:: SHORT PROBLEM ::
The lines to extract begin at the one containing "Exercise. Mark the claw" and run to the end of the listing; set them down exactly and alone.

:: TASK MATERIAL ::

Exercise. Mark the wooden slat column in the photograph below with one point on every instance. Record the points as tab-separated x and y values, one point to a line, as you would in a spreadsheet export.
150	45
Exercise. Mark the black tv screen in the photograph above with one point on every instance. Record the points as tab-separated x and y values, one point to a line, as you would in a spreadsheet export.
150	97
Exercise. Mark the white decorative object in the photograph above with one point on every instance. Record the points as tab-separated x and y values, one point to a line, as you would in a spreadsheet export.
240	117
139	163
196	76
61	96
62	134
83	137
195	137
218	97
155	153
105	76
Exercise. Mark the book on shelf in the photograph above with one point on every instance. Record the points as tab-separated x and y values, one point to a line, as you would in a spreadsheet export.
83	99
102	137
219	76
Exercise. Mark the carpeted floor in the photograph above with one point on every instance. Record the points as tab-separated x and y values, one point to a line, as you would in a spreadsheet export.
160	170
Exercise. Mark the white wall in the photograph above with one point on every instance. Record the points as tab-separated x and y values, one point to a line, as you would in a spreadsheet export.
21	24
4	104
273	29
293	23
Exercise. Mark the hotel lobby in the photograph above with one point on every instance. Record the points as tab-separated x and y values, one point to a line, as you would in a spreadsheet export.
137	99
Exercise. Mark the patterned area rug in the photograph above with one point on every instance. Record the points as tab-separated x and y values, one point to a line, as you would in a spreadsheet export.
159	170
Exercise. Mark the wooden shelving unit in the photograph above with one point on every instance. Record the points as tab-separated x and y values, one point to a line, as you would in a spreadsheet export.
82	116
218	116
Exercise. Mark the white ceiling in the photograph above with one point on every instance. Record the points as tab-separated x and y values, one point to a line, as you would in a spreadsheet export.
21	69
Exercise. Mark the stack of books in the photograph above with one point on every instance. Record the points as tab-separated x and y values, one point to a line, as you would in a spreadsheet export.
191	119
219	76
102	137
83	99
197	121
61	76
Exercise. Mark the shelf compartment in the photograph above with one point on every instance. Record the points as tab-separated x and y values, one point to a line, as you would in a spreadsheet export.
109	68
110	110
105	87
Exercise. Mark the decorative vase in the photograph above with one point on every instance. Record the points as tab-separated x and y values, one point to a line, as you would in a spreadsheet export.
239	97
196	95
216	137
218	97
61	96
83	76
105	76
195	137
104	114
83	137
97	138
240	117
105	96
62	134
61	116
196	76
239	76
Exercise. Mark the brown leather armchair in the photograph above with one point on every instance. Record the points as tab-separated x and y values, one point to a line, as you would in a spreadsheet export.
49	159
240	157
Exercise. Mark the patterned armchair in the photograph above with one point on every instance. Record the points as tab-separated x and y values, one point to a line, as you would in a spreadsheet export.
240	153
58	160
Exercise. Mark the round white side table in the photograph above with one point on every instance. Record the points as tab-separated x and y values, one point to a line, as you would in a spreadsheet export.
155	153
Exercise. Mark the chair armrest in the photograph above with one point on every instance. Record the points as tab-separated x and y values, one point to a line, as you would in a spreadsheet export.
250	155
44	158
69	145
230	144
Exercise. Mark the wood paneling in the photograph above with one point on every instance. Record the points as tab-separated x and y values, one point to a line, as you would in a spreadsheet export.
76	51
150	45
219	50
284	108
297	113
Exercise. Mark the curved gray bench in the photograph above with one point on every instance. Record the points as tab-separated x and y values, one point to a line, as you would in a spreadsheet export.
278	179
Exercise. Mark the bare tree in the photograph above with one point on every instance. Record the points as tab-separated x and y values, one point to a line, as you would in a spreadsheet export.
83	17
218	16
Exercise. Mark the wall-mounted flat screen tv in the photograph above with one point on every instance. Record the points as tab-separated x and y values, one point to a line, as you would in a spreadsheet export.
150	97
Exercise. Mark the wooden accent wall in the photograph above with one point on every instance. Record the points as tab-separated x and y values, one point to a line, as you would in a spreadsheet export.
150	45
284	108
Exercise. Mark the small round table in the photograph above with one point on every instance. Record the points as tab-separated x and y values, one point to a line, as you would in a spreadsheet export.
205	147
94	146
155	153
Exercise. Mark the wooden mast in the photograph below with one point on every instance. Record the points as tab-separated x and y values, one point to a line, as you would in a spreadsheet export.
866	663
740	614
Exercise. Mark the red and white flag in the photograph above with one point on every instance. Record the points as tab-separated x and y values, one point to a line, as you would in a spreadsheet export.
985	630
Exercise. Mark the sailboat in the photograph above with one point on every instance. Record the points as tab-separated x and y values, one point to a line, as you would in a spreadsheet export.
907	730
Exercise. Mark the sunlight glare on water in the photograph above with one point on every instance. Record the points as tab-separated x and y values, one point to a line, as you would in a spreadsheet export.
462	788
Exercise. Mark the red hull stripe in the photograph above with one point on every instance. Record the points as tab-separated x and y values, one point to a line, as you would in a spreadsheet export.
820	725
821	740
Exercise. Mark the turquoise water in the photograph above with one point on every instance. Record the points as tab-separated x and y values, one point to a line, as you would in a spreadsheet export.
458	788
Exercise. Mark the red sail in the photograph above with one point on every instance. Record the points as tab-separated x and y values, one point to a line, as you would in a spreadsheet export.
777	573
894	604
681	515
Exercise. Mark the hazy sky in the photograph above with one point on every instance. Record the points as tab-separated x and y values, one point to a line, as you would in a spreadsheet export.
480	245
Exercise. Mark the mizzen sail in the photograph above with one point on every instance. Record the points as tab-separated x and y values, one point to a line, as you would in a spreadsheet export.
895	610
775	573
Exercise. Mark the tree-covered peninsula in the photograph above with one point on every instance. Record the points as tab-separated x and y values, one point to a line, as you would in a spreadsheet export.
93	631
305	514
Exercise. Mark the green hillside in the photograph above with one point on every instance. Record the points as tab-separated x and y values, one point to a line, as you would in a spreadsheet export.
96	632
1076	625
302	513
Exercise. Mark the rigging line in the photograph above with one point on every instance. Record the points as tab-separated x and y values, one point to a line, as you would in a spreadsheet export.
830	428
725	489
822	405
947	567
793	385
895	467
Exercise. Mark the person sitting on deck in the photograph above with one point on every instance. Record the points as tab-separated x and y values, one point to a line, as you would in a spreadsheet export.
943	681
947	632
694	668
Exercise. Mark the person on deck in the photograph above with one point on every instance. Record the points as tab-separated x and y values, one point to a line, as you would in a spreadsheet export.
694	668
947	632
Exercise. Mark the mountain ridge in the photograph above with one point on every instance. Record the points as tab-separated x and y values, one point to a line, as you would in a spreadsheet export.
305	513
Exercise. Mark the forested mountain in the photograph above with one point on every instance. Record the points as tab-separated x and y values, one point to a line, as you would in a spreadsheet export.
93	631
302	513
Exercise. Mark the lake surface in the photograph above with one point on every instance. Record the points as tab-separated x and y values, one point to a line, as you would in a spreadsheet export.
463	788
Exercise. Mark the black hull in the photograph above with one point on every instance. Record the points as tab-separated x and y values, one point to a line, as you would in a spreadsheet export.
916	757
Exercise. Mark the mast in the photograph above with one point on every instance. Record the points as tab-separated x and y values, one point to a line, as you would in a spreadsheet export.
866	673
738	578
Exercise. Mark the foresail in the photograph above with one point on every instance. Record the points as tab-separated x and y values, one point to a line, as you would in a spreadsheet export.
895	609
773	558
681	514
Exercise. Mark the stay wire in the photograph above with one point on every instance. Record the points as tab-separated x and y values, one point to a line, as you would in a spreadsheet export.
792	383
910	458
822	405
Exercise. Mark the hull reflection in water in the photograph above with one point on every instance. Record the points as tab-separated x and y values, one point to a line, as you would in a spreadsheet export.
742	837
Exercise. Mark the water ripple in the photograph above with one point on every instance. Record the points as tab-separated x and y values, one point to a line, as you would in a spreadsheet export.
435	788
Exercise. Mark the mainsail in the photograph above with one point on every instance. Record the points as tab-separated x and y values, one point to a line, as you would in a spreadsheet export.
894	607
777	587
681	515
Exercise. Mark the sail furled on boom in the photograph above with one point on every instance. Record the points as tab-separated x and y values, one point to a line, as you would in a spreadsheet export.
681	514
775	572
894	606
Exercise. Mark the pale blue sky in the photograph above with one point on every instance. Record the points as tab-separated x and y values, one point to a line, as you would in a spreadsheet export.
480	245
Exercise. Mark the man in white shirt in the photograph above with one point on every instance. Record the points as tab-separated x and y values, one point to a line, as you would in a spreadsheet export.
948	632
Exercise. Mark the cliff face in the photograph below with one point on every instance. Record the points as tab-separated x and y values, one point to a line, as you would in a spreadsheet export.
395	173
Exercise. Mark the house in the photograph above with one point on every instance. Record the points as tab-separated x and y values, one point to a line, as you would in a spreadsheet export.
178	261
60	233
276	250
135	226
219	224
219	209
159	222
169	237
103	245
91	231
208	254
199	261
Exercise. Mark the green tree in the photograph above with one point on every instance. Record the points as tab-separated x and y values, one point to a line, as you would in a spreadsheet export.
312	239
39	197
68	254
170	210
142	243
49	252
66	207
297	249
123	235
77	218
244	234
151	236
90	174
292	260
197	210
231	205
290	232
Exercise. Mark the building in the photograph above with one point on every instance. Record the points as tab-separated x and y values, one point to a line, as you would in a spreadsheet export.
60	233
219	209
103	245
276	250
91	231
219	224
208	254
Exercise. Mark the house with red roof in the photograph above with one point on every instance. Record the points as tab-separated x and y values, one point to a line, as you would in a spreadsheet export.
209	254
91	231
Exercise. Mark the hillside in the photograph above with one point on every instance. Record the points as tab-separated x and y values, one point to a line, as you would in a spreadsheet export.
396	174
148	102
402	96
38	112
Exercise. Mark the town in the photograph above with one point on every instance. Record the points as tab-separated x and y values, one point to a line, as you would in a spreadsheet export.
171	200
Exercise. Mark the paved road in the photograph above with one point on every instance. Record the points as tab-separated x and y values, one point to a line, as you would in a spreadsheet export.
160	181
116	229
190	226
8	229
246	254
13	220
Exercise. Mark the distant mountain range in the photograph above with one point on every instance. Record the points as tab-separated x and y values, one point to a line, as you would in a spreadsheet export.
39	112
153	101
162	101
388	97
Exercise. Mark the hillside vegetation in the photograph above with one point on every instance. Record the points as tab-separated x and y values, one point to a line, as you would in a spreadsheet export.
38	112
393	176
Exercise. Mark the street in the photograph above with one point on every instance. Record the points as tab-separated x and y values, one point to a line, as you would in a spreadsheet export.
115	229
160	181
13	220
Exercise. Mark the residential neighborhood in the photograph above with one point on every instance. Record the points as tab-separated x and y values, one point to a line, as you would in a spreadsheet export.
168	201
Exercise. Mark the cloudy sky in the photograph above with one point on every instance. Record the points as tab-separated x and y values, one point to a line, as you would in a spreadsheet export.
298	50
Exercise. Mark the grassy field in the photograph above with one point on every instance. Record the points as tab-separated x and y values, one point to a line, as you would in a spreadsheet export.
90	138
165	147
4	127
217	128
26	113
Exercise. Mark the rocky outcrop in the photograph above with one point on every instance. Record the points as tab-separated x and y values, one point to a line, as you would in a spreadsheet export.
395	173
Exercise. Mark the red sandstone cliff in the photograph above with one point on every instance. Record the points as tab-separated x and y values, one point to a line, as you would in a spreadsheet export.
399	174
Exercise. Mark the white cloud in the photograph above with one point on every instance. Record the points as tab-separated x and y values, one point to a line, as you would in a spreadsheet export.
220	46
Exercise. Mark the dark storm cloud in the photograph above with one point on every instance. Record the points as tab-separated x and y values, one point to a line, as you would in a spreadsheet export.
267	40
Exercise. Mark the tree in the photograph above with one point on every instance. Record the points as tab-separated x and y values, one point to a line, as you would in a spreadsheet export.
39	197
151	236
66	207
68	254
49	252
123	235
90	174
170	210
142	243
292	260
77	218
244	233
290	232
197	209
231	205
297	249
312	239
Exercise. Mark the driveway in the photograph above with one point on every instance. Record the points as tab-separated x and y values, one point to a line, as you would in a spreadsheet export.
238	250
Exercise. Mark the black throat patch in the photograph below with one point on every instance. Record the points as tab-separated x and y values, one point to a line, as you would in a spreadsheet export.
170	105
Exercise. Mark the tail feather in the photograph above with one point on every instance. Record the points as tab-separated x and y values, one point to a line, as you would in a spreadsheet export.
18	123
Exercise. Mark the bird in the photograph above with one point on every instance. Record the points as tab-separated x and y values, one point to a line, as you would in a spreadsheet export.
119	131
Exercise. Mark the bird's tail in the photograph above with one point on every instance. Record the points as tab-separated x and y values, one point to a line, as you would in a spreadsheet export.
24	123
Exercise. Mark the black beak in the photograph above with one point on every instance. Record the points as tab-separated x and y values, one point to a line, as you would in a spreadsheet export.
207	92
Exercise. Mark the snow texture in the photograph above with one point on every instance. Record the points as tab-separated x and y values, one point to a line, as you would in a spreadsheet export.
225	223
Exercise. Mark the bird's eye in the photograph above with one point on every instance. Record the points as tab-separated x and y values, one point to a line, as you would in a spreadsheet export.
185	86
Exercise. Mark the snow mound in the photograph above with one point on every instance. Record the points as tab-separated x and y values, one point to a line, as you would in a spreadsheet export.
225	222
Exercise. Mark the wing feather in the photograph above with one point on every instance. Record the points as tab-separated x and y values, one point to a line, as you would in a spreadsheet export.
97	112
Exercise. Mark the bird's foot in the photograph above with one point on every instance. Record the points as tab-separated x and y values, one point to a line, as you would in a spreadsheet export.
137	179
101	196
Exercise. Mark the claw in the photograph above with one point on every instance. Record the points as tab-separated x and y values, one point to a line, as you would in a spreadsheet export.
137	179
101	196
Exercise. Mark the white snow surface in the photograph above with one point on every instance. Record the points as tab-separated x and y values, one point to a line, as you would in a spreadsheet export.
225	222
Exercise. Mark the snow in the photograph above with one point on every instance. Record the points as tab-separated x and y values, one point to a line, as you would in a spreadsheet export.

:: EXERCISE OUTPUT ::
Exercise. Mark the claw in the photograph above with one point on every instance. Record the points as tab-separated x and y values, one point to a line, as you would in a spreadsheet export.
137	179
101	196
Exercise. Mark the white snow surface in the photograph above with one point on every instance. Record the points as tab-separated x and y values, one point to a line, as you would in a spreadsheet export.
225	222
Exercise. Mark the snow in the photograph above with one point on every instance. Record the points as tab-separated x and y values, one point to a line, as you would in a spreadsheet export.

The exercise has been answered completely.